- **Requirement A**
In the patch message below, restate the paragraph that begins "In my test, this could reduce" as a short bulleted list, keeping its main facts.

== Quoted passage ==

[PATCH 2/2]x86: spread tlb flush vector between nodes

public inbox for linux-kernel@vger.kernel.org
 help / color / mirror / Atom feed

* [PATCH 2/2]x86: spread tlb flush vector between nodes
@ 2010-10-20  3:07 Shaohua Li
  2010-10-20  5:16 ` Eric Dumazet
                   ` (2 more replies)
  0 siblings, 3 replies; 10+ messages in thread
From: Shaohua Li @ 2010-10-20  3:07 UTC (permalink / raw)
  To: lkml; +Cc: Ingo Molnar, hpa@zytor.com, Andi Kleen, Chen, Tim C

Currently flush tlb vector allocation is based on below equation:
	sender = smp_processor_id() % 8
This isn't optimal, CPUs from different node can have the same vector, this
causes a lot of lock contention. Instead, we can assign the same vectors to
CPUs from the same node, while different node has different vectors. This has
below advantages:
a. if there is lock contention, the lock contention is between CPUs from one
node. This should be much cheaper than the contention between nodes.
b. completely avoid lock contention between nodes. This especially benefits
kswapd, which is the biggest user of tlb flush, since kswapd sets its affinity
to specific node.

In my test, this could reduce > 20% CPU overhead in extreme case.The test
machine has 4 nodes and each node has 16 CPUs. I then bind each node's kswapd
to the first CPU of the node. I run a workload with 4 sequential mmap file
read thread. The files are empty sparse file. This workload will trigger a
lot of page reclaim and tlbflush. The kswapd bind is to easy trigger the
extreme tlb flush lock contention because otherwise kswapd keeps migrating
between CPUs of a node and I can't get stable result. Sure in real workload,
we can't always see so big tlb flush lock contention, but it's possible.

===
== Given records ==

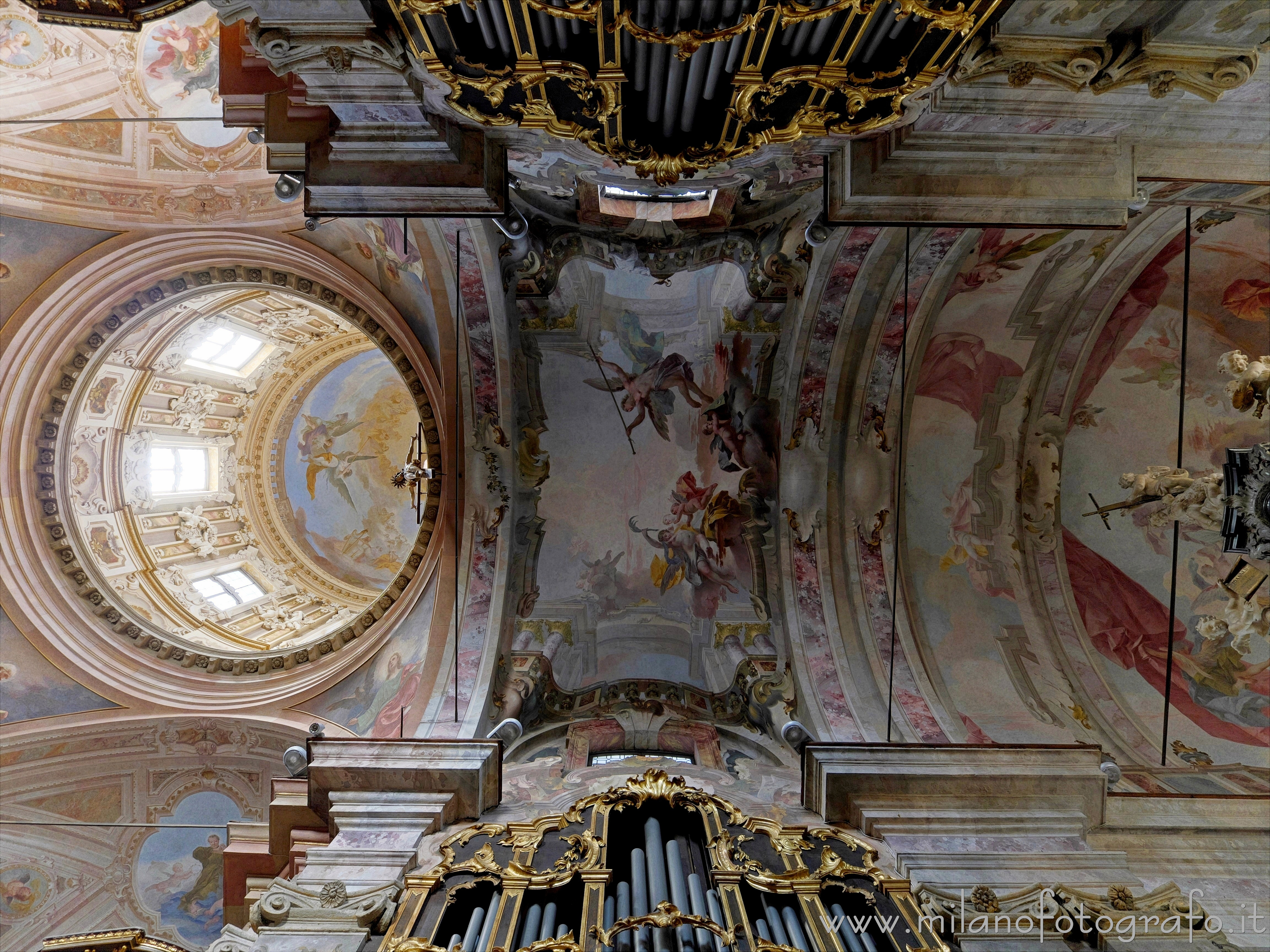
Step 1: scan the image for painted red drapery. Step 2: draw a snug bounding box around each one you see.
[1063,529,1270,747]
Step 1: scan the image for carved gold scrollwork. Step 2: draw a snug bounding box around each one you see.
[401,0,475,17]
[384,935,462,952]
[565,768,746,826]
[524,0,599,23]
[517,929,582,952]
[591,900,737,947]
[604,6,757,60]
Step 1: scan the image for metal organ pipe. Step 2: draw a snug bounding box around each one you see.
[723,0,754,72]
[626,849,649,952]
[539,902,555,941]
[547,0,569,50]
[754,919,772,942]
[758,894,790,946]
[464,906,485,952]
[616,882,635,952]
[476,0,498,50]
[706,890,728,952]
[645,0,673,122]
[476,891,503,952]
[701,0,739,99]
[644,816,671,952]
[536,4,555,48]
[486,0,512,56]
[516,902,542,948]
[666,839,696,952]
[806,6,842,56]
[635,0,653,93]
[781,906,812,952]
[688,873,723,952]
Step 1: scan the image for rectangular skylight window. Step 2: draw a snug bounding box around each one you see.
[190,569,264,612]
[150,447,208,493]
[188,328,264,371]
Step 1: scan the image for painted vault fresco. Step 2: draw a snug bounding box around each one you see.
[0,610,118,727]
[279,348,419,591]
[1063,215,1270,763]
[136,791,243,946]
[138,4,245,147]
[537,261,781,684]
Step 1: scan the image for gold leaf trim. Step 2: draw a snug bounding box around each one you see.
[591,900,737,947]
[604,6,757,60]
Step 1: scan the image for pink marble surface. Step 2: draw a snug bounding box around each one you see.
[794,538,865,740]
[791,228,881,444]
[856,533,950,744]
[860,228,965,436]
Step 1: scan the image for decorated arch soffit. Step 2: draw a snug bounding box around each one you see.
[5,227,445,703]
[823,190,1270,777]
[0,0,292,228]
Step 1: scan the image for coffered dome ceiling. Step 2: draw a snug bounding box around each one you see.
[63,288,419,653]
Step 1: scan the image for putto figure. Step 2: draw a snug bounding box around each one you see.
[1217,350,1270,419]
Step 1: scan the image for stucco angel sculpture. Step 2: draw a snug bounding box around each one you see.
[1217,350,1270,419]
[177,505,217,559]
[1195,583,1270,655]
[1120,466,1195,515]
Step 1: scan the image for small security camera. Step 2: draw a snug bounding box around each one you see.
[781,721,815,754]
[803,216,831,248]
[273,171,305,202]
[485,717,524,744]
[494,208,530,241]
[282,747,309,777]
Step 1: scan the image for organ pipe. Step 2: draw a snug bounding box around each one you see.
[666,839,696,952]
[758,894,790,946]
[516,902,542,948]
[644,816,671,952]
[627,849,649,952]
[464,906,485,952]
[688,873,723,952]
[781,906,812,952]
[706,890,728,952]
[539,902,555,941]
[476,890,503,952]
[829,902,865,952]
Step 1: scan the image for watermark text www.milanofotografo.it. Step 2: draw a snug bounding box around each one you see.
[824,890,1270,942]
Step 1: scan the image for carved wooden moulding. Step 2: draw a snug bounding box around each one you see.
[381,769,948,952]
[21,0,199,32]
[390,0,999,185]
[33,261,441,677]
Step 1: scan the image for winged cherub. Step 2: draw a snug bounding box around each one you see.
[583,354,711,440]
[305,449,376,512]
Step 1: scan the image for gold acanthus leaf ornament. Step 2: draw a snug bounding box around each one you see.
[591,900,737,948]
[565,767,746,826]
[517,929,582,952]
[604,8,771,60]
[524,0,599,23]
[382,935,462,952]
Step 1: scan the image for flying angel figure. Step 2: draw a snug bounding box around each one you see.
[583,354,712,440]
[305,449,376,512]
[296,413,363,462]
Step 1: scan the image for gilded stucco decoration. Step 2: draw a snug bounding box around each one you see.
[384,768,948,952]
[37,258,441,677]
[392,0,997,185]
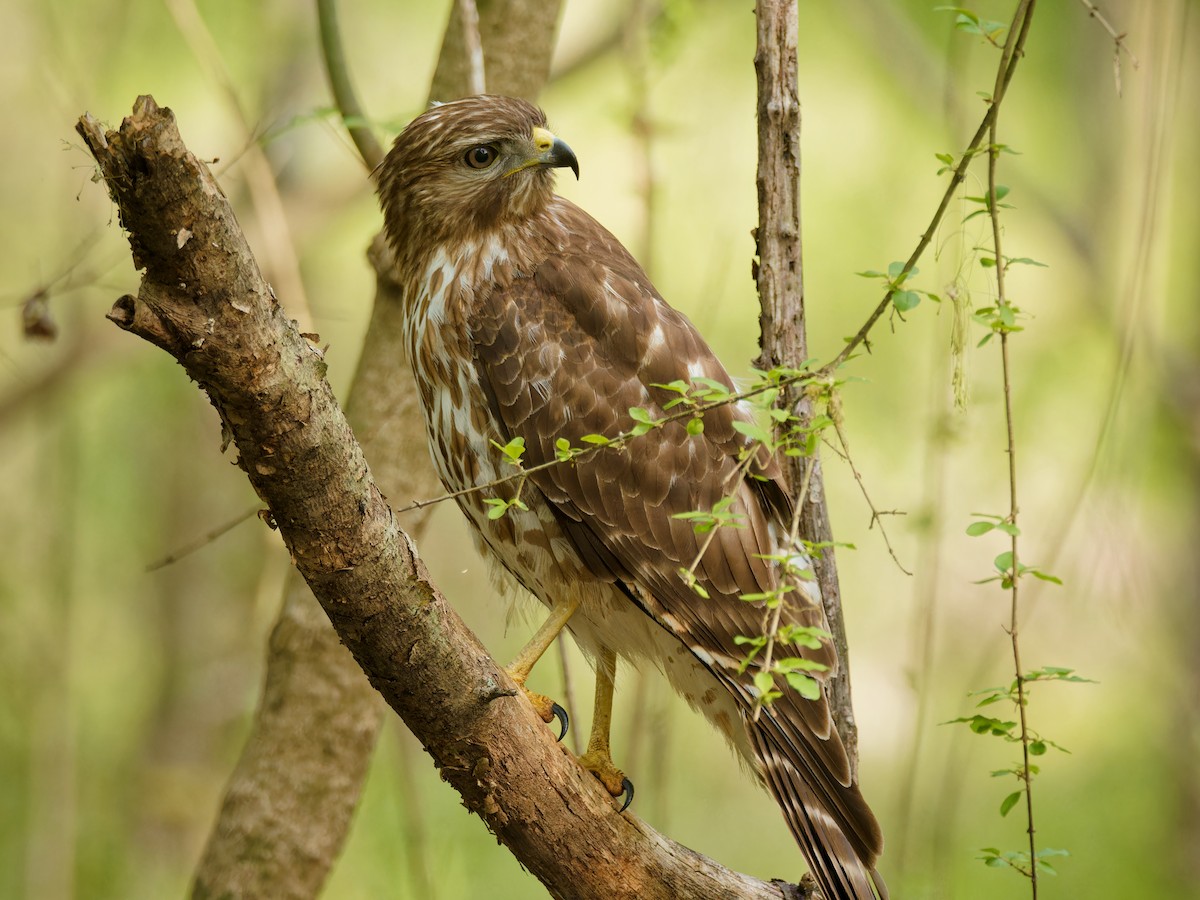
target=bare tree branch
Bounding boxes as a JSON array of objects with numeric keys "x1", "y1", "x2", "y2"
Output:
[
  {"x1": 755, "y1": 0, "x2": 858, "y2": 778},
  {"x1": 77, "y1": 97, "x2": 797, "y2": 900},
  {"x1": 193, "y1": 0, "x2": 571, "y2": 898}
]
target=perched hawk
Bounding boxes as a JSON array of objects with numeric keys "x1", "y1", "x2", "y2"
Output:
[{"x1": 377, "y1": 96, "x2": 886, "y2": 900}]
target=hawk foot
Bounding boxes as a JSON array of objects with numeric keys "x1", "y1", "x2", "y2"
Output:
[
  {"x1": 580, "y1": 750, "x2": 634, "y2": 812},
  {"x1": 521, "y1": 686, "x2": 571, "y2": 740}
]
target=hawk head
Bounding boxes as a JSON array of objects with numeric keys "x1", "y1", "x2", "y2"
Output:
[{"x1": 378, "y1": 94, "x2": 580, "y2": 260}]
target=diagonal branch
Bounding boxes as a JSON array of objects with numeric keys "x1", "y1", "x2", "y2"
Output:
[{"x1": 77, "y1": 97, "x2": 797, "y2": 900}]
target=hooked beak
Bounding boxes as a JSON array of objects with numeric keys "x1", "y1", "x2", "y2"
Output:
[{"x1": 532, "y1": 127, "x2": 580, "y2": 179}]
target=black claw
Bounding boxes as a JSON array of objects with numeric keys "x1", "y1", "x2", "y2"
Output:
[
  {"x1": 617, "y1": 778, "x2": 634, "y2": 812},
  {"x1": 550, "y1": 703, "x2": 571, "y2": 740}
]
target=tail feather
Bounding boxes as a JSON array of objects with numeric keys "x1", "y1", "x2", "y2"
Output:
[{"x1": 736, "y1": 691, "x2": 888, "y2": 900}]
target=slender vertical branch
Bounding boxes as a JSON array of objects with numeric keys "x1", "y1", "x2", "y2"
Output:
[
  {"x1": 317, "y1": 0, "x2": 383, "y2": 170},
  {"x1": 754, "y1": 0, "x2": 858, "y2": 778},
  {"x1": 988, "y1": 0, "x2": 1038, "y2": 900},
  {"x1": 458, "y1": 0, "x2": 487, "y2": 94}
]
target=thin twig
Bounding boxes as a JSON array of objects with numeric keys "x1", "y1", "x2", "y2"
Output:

===

- **Requirement B**
Show each line of the records that contains the word "leaf". Case counts.

- **Problem solution A**
- Result: in an extreme case, the change cut CPU overhead by more than 20%.
- Test machine: 4 nodes, each with 16 CPUs.
- Setup: each node's kswapd was bound to the first CPU of that node.
- Workload: 4 threads reading files sequentially through mmap. The files were empty sparse files, which caused heavy page reclaim and TLB flushing.
- Reason for binding kswapd: it readily triggers extreme TLB flush lock contention. Without it, kswapd keeps migrating between CPUs of a node and results are unstable.
- Caveat: real workloads won't always show contention this large, but it is possible.

- **Problem solution B**
Step 1: scan the image for gold leaf trim. Step 2: draw a snug bounding box around each one you see.
Step 1: scan the image for gold acanthus leaf ornament. Step 2: draw a snug bounding box around each one you see.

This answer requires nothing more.